(Stored records)
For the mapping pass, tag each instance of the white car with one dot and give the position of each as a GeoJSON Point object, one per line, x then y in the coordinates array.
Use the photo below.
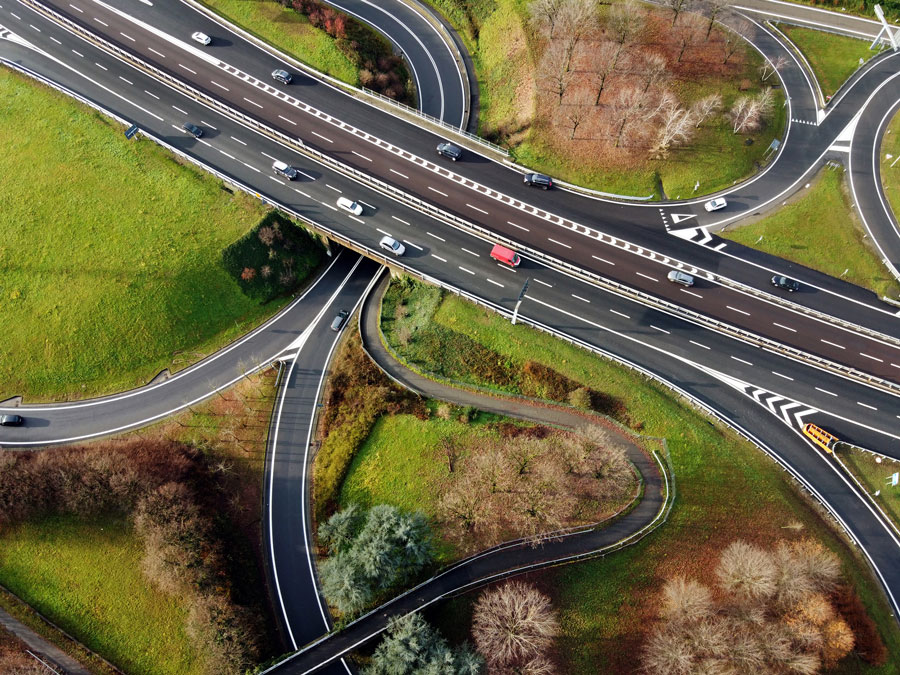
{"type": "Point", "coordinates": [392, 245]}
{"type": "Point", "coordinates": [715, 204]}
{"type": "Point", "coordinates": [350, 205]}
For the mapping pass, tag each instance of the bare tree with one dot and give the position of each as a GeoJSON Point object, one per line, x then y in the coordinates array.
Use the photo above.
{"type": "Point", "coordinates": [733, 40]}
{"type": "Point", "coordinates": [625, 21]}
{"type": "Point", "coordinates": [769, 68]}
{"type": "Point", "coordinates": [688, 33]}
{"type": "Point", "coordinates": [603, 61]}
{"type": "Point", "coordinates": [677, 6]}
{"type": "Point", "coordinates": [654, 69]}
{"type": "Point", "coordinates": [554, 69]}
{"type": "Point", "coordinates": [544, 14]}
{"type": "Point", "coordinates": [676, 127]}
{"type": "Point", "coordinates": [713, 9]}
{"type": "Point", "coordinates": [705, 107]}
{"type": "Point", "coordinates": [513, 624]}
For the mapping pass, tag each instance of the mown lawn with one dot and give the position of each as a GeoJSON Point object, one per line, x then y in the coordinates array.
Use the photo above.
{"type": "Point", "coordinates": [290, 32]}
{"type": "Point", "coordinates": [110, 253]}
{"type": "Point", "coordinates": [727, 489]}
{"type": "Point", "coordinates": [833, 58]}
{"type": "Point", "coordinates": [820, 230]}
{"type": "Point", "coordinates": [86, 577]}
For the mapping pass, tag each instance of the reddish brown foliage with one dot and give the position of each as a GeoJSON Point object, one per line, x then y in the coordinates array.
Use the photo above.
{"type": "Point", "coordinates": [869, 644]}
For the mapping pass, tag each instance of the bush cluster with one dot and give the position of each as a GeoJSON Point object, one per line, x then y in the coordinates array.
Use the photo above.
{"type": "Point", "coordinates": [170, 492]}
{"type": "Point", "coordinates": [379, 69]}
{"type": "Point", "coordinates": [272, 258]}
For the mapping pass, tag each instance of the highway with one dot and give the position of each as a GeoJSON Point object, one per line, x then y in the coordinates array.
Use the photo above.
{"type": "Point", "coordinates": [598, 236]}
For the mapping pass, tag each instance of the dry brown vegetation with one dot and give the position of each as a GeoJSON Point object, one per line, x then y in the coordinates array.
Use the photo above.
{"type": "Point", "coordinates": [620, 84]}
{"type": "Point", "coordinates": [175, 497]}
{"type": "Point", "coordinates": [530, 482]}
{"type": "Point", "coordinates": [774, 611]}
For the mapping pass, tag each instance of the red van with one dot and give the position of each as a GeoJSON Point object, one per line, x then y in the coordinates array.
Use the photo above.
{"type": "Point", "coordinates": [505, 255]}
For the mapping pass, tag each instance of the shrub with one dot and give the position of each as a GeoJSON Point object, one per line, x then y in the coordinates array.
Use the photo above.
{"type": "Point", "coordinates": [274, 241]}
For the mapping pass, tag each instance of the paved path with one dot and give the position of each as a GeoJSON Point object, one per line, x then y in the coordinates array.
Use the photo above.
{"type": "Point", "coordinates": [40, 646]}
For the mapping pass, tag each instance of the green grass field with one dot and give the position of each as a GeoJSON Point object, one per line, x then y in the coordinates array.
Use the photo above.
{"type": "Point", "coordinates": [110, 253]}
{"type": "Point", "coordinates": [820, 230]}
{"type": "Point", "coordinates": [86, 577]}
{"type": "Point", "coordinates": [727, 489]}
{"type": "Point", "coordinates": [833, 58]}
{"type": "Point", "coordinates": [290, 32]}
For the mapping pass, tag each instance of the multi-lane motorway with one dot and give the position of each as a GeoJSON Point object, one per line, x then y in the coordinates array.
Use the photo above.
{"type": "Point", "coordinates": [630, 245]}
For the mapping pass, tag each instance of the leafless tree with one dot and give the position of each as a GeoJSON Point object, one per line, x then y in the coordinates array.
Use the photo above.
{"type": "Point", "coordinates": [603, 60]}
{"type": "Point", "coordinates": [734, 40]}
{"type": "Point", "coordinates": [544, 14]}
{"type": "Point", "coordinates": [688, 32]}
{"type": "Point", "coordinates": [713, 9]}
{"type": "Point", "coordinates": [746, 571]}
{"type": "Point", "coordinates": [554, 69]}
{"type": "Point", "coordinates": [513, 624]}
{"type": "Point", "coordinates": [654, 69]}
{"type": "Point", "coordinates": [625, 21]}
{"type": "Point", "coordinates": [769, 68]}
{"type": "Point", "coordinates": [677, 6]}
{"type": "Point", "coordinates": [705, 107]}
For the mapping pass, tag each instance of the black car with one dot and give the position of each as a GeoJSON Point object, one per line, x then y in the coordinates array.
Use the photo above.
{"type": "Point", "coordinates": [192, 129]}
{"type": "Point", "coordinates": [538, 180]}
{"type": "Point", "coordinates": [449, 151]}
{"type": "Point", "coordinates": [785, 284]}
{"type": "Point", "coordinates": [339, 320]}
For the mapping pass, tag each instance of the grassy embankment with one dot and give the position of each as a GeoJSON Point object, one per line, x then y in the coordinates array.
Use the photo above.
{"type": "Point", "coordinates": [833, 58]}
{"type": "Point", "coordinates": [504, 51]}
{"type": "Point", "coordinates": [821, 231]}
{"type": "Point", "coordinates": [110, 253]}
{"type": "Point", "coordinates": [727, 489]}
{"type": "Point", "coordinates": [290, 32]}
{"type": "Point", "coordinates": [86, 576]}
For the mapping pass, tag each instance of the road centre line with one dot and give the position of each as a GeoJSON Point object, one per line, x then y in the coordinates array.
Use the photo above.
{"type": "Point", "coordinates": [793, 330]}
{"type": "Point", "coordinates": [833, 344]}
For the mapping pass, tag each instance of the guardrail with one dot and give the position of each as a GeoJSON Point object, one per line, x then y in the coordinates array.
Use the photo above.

__TASK TO COMPLETE__. In the records above, some lines may contain the word "brown"; copy every one of them.

__SOLUTION TO THIS TASK__.
For the mapping pass, tag each instance of the reddish brown foliage with one dot and give the position of each as a GeoJSON Point object, one per line, x then y in the coordinates array.
For the mapping pass, tag each instance of the dry brown vegetation with one dot and give the position of each as a GeoJSON Point object, one per line, x then y in the coordinates array.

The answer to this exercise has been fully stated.